___ Records to use ___

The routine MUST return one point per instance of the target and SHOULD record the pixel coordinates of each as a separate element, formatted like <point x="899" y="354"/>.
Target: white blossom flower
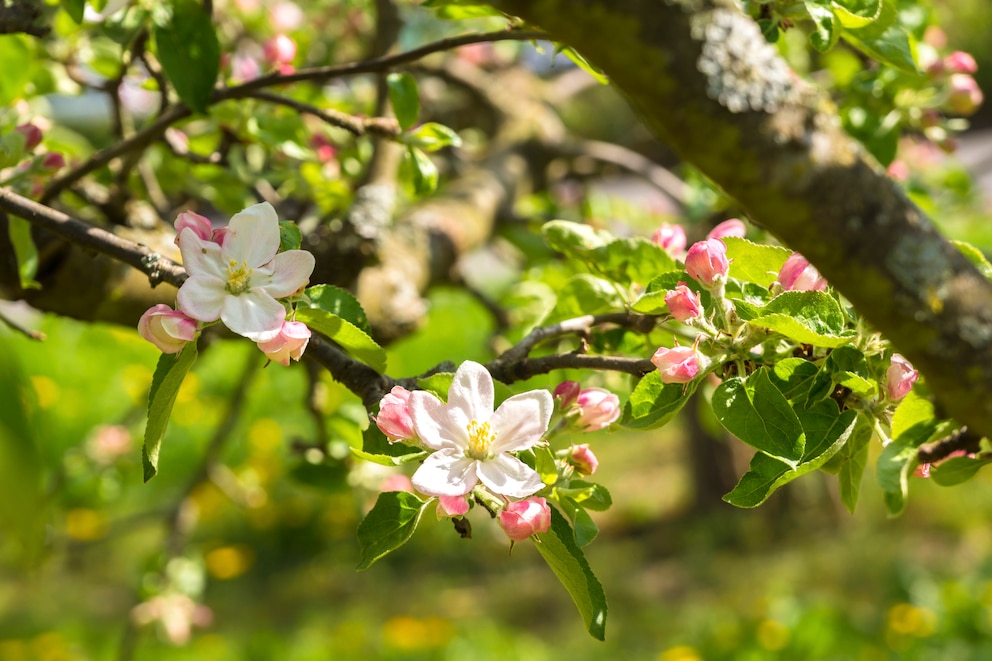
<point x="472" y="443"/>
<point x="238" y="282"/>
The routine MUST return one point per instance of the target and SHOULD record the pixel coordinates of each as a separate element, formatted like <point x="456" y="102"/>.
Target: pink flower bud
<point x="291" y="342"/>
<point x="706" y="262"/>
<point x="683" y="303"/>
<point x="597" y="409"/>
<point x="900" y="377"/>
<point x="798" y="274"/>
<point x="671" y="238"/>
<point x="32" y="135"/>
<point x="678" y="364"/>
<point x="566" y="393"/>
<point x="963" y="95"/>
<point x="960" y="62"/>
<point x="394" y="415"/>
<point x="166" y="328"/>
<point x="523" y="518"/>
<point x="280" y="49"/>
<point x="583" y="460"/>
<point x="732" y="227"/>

___
___ Records to use ___

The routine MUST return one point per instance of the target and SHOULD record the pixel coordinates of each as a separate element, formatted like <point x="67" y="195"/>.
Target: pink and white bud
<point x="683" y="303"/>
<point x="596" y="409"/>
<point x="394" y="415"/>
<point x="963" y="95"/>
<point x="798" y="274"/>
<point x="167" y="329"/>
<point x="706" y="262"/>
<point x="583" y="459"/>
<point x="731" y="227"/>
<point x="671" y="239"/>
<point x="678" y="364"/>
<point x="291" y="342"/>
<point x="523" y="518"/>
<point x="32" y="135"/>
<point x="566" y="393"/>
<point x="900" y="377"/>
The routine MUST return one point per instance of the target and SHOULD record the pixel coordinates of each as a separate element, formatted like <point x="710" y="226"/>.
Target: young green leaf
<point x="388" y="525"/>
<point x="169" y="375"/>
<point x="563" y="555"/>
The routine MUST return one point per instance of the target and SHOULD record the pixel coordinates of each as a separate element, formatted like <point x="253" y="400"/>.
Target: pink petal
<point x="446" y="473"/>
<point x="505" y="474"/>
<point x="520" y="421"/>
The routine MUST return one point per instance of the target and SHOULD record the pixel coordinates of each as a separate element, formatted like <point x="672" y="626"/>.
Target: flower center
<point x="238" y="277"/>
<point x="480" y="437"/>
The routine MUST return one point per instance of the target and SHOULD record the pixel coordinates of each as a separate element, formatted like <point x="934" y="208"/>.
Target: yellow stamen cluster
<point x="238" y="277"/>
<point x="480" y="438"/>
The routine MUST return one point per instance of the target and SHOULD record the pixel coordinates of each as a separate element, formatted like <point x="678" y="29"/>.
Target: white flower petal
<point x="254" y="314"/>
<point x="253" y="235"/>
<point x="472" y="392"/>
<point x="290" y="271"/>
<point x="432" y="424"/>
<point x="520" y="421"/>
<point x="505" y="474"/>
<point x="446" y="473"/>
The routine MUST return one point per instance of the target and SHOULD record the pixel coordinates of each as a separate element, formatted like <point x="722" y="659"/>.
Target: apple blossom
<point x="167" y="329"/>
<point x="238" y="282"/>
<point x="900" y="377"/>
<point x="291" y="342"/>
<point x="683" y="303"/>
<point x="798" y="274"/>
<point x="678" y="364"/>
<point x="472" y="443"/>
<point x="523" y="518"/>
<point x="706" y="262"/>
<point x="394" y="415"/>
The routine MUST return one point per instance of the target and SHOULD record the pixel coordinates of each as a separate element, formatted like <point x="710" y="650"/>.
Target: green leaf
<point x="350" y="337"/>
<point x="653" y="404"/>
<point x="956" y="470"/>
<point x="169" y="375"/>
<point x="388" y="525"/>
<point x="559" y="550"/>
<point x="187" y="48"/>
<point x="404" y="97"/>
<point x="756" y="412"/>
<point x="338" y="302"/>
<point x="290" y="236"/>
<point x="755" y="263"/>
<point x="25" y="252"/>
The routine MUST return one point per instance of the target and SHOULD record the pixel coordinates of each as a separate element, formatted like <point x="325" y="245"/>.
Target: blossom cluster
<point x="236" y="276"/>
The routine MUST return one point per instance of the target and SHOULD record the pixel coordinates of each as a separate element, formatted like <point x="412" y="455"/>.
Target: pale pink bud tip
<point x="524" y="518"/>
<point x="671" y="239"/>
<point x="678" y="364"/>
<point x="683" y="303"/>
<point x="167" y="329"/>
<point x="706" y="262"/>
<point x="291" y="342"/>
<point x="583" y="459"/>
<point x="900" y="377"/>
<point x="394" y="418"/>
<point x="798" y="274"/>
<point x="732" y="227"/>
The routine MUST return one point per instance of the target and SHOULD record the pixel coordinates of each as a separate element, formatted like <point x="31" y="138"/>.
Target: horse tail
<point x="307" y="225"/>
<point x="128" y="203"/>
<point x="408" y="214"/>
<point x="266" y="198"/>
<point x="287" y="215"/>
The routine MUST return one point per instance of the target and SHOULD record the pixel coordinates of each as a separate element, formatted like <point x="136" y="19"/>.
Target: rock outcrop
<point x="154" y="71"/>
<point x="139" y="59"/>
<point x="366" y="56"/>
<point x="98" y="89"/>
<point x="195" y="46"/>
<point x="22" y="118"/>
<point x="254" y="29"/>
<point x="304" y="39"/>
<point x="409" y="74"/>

___

#### What is being asked
Find every line in the records above that contains the word "flower", and copy each of those lines.

#### Full solution
Target: white blossom flower
Target: pink flower bud
Target: flower center
Target: white flower petal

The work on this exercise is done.